Aufgaben >>
1. Seit wann durften Frauen laut dem Text über die badischen Vikarinnen Theologie studieren?
2. Knüpfe an das Ende des Textes über die Geschichte der badischen Vikarinnen an und führe ihn weiter.

Textauszug >>
= = = = =

Wusstest du schon dass ...

 Vikarinnen einmal anders waren als heute ?

 

 

Solange man denken kann, war die Kirche eine männliche Kirche. Schon Paulus schrieb an die Gemeinde in Korinth: Lasset eure Weiber schweigen in der Gemeinde (Kap. 14, V. 34).

Heute dagegen scheint der Pfarrerberuf in der evangelischen Kirche geradezu ein reiner Frauenberuf zu werden, wie der der Kindergärtnerin oder der der Grundschullehrerin. Bis hierhin war es ein langer Weg.

 

D a m a l s

 

Theologie studieren durften Frauen seit 1900. So manche nahm die Chance wahr zu promovieren – Maria Heinsius, Grete Gillet, Doris Faulhaber, Hannelis Schulte. 1916 durfte die erste badische Theologin vor dem Oberkirchenrat das Erste Examen ablegen, allerdings ohne danach in den landeskirchlichen Dienst übernommen zu werden. Daraufhin haben einzelne Gemeinden mit Theologinnen mit einem Privatvertrag eingestellt.

Bis 1962 hießen die Theologinnen nicht Pfarrerinnen, sondern Vikarinnen (lat. "Vertreterinnen"!)¸sie wurden meist in anderen Tätigkeitsfeldern als in der Gemeindearbeit eingesetzt (dort höchstens als „Gemeindehelferin“), so vor allem im Religionsunterricht (als Religionslehrerin, nur bei Mädchen!) oder in der Krankenhaus- oder der Gefängnisseelsorge oder in der Jugendarbeit,. Die Vikarinnen mussten unverheiratet bleiben. Erst 1967 durfte die erste badische Theologin selbständig eine Gemeinde übernehmen: Hilde Bitz (1929‒2017), eine der Letzten aus der alten Generation. Bis 1944, im Krieg mit dem besonderen Pfarrermangel, wurden die Vikarinnen nicht ordiniert, sondern eingesegnet ‒ zur Vertretung im Gemeindepfarramt. 1971 hieß es schließlich doch: „Pfarrer im Sinne der Grundordnung ist auch die Pfarrerin.“ Ab 1974 galt Im Gemeindepfarramt nun auch der Zölibatszwang für Theologinnen nicht mehr.

 

Badische Vikarinnen im Jahr 1960, in vorgerücktem Alter, selbstverständlich alle „zölibatär“, keine im Gemeindepfarramt.

vordere Reihe v.l.n.r.: Doris Faulhaber, Grete Gillet, Waltraud Sattler, Gudrun Glitscher, Barbara EIteneier

mittlere Reihe v.l.n.r.: Hilde Bitz, Ruth Pfisterer, Gertrud Barth (zu der Zeit Oberin im Diakonissenhaus

Bethlehem in Karlsruhe) –

teilweise verdeckt u. a. Hannelis Schulte, Hildegard Casack, Liselotte Emlein.

(Nur eine der Genannten lebte 2020 noch.)

 

 

 

(1942)

 

Vikarinnen hatten einen besonderen Talar zu

tragen, bis 1959 ohne Beffchen.

= = = = =

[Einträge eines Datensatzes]
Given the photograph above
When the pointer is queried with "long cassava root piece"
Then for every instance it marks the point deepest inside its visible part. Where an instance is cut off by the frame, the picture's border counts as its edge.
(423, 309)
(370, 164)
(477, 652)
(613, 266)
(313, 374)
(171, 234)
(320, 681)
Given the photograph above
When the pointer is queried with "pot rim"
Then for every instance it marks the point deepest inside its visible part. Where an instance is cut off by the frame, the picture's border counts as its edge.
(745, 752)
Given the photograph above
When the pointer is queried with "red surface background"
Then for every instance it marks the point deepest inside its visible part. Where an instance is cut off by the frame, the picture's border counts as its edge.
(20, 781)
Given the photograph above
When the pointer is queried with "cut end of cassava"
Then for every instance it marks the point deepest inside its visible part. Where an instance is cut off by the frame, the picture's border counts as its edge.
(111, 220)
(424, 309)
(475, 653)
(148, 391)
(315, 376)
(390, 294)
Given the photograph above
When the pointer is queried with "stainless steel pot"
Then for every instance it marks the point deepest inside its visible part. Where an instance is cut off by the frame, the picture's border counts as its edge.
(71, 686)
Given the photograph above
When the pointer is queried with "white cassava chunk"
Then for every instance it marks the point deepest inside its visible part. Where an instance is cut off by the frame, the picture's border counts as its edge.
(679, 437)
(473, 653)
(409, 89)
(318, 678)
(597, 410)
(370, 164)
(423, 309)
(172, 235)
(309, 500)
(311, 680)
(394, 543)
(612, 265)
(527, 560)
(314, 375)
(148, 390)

= = = = =

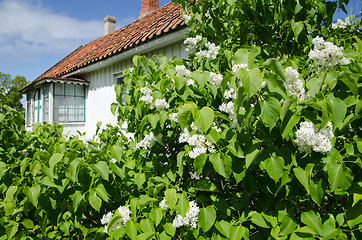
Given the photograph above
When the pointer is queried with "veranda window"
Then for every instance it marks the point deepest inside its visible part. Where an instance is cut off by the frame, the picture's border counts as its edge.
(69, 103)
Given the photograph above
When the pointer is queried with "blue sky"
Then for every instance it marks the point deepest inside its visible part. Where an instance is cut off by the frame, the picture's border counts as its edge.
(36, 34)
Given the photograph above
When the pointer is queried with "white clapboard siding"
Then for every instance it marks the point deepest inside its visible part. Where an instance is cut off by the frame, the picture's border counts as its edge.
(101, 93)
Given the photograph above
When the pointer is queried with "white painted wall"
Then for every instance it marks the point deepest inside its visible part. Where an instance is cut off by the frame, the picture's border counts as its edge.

= = = = =

Lösungen je Aufgabe >>
1. Seit 1900.

2.
 

 

- eine Vikarin - heute selbstverständlich mit

(uniertem) Beffchen.

 

 

 

Inzwischen gibt es Theologinnen längst auch in leitenden Ämtern der Kirche. deren Bezeichnungen und Funktionen von Landeskirche zu Landeskirche variieren (in der Evangelischen Landeskirche in Baden: (Schul-)Dekanin in einem der 24 Kir-chenbezirke; Prälatin in einem von zwei regionalen Teilen der Landeskirche, hier Nordbaden und Südbaden, dort als Vertre-terin des Landesbischofs; Kirchenrätin, Oberkirchenrätin in überregionalen Funktionen der Kirchenleitung; Kirchenrat/rätin auch als nur verliehener Titel. Prälat / Prälatin, Oberkirchenrat / Oberkirchenrätin, (Landes-) Bischof / Bischöfin mit Brustkreuz).

 

 

 

 

H e u t e

eher leger gekleidet:

 

 

 

 

Fünf Vikarinnen und ein Vikar 60 Jahre später: 2020, kurz vor der Ordination, nach zwei Jahren Lehrvikariat, vor sich noch eineinhalb Jahre Probedienst als Pfarrvikarin in einer Gemeinde, zum Teil schon verheiratet und Mütter von Kleinkindern

 

 

 

 

 

 

Foto: ekiba/ Cornelia Weber

 

Während früher Vikare*innen ein Jahr lang das Predigerseminar „Petersstift“ in Heidelberg besuchten, gibt es heute das aufgeglie-derte Kurssystem, um Ausbildung und oft schon vorhandenes Familienleben miteinander verbinden zu können – Und aus dem Petersstift wurde das Evangelische Studienseminar im Theologischen Studien-( und Tagungs-)haus, mit dem weiblichen Namen Morata-Haus (alle Ansprechpersonen dort weiblich).

Allen, die heute diesen schönen, schweren Beruf ergreifen, ob Mann, ob Frau, von Herzen Dank.

(Das Meiste verdankt der Autor gedruckten Erinnerungen von Hilde Bitz.)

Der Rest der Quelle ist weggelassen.